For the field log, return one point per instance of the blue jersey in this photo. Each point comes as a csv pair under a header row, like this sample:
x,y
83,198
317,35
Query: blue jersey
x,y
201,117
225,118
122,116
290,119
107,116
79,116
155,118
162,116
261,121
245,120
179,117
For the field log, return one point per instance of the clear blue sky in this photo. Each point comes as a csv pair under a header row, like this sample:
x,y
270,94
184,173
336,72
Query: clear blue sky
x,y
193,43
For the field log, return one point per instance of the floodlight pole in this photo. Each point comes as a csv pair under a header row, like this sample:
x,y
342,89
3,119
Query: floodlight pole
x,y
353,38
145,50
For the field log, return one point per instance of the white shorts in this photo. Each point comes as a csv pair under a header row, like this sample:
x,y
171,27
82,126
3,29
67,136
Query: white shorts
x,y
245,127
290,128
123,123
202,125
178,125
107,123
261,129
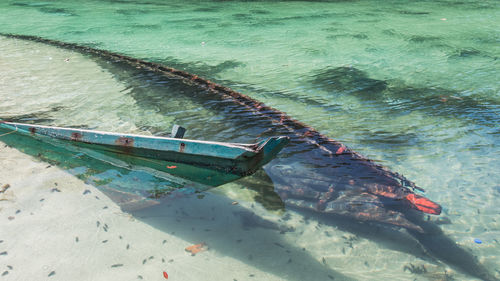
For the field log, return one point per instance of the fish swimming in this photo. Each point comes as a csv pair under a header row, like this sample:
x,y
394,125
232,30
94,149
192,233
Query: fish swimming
x,y
314,172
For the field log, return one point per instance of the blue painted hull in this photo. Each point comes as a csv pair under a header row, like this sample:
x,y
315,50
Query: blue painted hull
x,y
214,163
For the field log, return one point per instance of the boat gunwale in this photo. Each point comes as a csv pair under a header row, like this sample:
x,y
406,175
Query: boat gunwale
x,y
247,147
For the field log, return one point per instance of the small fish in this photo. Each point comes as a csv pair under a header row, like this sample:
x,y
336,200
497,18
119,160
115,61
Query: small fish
x,y
194,249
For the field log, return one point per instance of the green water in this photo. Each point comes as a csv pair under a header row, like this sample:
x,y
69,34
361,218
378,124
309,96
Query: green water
x,y
413,85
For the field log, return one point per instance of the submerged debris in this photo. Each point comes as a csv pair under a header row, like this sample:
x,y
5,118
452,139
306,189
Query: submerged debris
x,y
194,249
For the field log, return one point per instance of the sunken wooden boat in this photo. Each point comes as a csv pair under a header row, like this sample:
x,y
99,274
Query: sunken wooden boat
x,y
208,162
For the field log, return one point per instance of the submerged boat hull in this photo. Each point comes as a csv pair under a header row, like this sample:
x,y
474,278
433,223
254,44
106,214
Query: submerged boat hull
x,y
201,161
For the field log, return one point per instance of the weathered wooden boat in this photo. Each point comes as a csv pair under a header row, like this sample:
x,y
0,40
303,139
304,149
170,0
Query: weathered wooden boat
x,y
212,163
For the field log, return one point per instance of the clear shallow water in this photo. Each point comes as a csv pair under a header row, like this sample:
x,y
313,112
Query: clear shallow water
x,y
395,82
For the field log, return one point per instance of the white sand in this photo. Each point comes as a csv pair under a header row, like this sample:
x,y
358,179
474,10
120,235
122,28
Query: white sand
x,y
81,237
48,224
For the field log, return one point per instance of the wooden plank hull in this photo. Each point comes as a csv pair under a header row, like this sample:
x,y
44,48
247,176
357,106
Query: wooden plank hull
x,y
214,163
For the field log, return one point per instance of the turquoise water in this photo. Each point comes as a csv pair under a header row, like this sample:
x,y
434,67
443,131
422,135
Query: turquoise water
x,y
413,85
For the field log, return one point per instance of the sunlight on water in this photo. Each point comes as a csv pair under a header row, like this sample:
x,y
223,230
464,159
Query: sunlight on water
x,y
413,85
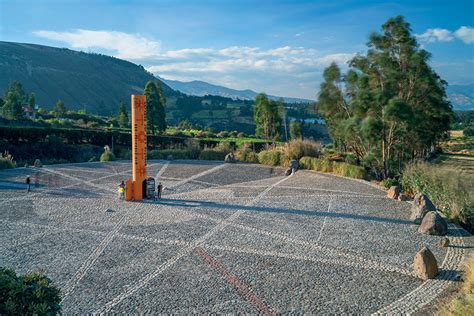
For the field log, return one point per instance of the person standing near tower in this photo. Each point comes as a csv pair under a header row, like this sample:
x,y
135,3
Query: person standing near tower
x,y
159,189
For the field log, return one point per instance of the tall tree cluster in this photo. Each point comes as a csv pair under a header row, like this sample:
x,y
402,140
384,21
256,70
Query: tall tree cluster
x,y
267,117
390,106
122,116
155,107
12,105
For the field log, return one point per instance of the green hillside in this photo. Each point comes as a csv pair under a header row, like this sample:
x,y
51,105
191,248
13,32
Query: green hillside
x,y
82,80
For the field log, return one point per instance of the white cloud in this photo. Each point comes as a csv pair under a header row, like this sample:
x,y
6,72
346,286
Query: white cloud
x,y
435,35
286,70
466,34
127,46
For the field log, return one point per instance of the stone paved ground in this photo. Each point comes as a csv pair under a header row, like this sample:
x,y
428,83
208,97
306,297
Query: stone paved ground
x,y
225,238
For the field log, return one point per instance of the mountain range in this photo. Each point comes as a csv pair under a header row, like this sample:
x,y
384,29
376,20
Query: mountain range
x,y
201,88
99,82
81,80
461,96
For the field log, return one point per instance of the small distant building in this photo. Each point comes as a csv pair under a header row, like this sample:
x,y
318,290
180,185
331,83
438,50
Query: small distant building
x,y
29,112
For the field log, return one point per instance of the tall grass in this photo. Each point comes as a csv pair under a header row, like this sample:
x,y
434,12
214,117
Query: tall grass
x,y
6,161
339,168
443,185
271,157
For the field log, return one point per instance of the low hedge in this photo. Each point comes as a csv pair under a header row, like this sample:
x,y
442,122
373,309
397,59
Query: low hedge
x,y
271,157
339,168
445,186
29,294
211,154
6,163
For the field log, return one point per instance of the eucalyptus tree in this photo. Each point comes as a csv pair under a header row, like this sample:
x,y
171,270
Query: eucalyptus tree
x,y
390,105
155,107
267,117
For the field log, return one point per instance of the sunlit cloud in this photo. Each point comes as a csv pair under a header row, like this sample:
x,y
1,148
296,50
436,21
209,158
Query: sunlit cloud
x,y
435,35
127,46
466,34
240,67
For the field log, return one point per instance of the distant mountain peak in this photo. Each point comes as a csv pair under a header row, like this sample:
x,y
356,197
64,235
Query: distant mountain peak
x,y
202,88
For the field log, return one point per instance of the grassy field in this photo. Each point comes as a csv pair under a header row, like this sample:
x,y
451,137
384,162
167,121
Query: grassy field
x,y
459,155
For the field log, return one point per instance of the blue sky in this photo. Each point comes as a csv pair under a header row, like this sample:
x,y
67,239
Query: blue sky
x,y
279,47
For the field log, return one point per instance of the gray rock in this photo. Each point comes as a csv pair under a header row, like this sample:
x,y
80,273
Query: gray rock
x,y
403,197
294,165
433,224
230,158
393,192
425,265
444,242
38,163
421,205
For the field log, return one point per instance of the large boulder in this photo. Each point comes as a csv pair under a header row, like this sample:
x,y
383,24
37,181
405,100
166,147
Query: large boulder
x,y
433,224
444,242
230,158
421,205
425,265
294,165
393,192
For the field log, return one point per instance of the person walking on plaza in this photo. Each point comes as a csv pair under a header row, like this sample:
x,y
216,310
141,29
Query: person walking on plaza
x,y
28,183
159,189
122,191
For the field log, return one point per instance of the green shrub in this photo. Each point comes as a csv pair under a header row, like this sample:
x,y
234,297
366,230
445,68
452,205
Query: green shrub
x,y
271,157
245,154
176,153
298,148
107,155
225,147
443,185
350,159
339,168
6,161
6,164
29,294
387,183
212,154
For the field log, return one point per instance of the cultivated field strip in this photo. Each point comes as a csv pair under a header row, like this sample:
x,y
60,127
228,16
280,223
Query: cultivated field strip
x,y
183,252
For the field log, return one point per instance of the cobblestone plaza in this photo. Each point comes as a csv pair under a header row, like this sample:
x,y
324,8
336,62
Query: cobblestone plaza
x,y
224,238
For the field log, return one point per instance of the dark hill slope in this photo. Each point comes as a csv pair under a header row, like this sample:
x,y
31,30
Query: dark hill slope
x,y
96,82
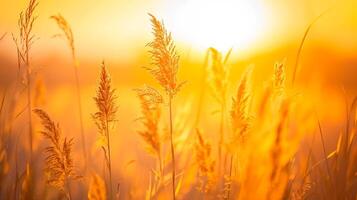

= = = = = = =

_The task:_ Count the lines in the listing above that contain the string "gunwale", and reply with the number alone.

_Expected answer:_ 2